(Data to use Opens)

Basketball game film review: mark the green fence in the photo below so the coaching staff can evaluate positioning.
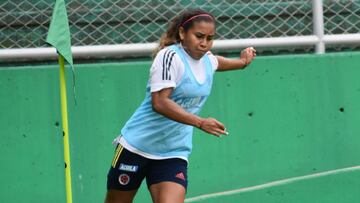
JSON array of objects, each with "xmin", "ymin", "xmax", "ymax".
[
  {"xmin": 2, "ymin": 0, "xmax": 360, "ymax": 53},
  {"xmin": 1, "ymin": 52, "xmax": 360, "ymax": 202}
]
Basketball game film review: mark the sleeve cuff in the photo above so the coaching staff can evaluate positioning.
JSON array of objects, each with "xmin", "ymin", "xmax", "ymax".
[{"xmin": 150, "ymin": 82, "xmax": 176, "ymax": 92}]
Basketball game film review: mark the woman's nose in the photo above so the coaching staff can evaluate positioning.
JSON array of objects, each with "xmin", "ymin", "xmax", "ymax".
[{"xmin": 199, "ymin": 39, "xmax": 207, "ymax": 48}]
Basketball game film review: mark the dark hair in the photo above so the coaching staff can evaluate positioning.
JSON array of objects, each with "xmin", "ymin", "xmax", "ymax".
[{"xmin": 153, "ymin": 9, "xmax": 215, "ymax": 57}]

(Data to use Closes)

● **Problem statement**
Take each line from the records and copy it unchanged, leaving images out.

● **Result for this exercise**
Basketball game film review: mark the green fence in the photo below so the coaching staff can evaluate positioning.
JSON array of objects, each with "xmin", "ymin", "xmax", "ymax".
[
  {"xmin": 2, "ymin": 0, "xmax": 360, "ymax": 53},
  {"xmin": 1, "ymin": 52, "xmax": 360, "ymax": 202}
]
Basketball game film review: mark the sleeve cuff in the photo above so the coaching staff can evaluate positioning.
JSON array of objects, each with "xmin", "ymin", "xmax", "ymax".
[{"xmin": 150, "ymin": 82, "xmax": 176, "ymax": 92}]
Basketball game film review: mark the woman's nose in the photo above so the coaching staff can evaluate positioning.
JSON array of objects, each with "xmin", "ymin", "xmax", "ymax".
[{"xmin": 199, "ymin": 39, "xmax": 207, "ymax": 48}]
Basketball game film review: mark the dark hair in the photo above so the coaching staff can evaluate positioning.
JSON array of objects, each with "xmin", "ymin", "xmax", "ymax".
[{"xmin": 153, "ymin": 9, "xmax": 215, "ymax": 57}]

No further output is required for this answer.